KERISUS 18 (8 Elul) - Dedicated in memory of Esther Miryam bas Harav Chaim Zev and her husband Harav Refael Yisrael ben Harav Moshe (Snow), whose Yahrzeits are 7 Elul and 8 Elul respectively. Sponsored by their son and daughter in law, Moshe and Rivka Snow.

QUESTION: Rav Nachman explains that one is Chayav to bring an Asham Taluy only when there were two pieces of food in front of him, one of Isur and one of Heter, and he ate one but is not sure if he ate the Isur or the Heter. In order to be Chayav, there must have been a definite piece of Isur in front of him. This is called "Ikva Isura," an established prohibition in front of the person, since one of the two pieces of food is certainly Asur. When there is only one piece in front of him, and his doubt is whether that piece was a piece of Isur or Heter, he is not Chayav to bring an Asham Taluy for eating it.

##############################

§ **Written instruction 1**:
In the Kerisus passage, begin at the words "QUESTION: Rav Nachman" and stop after "for eating it.", and write that stretch out again with "obligated" substituted for "Chayav".
§ **Written instruction 2**:
List every person named in the dedication that opens the Kerisus passage.

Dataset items
##############################

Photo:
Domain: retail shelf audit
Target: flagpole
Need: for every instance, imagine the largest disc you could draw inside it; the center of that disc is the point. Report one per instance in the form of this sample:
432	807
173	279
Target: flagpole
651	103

##############################

§ **Worked solution 1**:
QUESTION: Rav Nachman explains that one is obligated to bring an Asham Taluy only when there were two pieces of food in front of him, one of Isur and one of Heter, and he ate one but is not sure if he ate the Isur or the Heter. In order to be obligated, there must have been a definite piece of Isur in front of him. This is called "Ikva Isura," an established prohibition in front of the person, since one of the two pieces of food is certainly Asur. When there is only one piece in front of him, and his doubt is whether that piece was a piece of Isur or Heter, he is not obligated to bring an Asham Taluy for eating it.

§ **Worked solution 2**:
Esther Miryam
Harav Chaim Zev
Harav Refael Yisrael
Harav Moshe (Snow)
Moshe Snow
Rivka Snow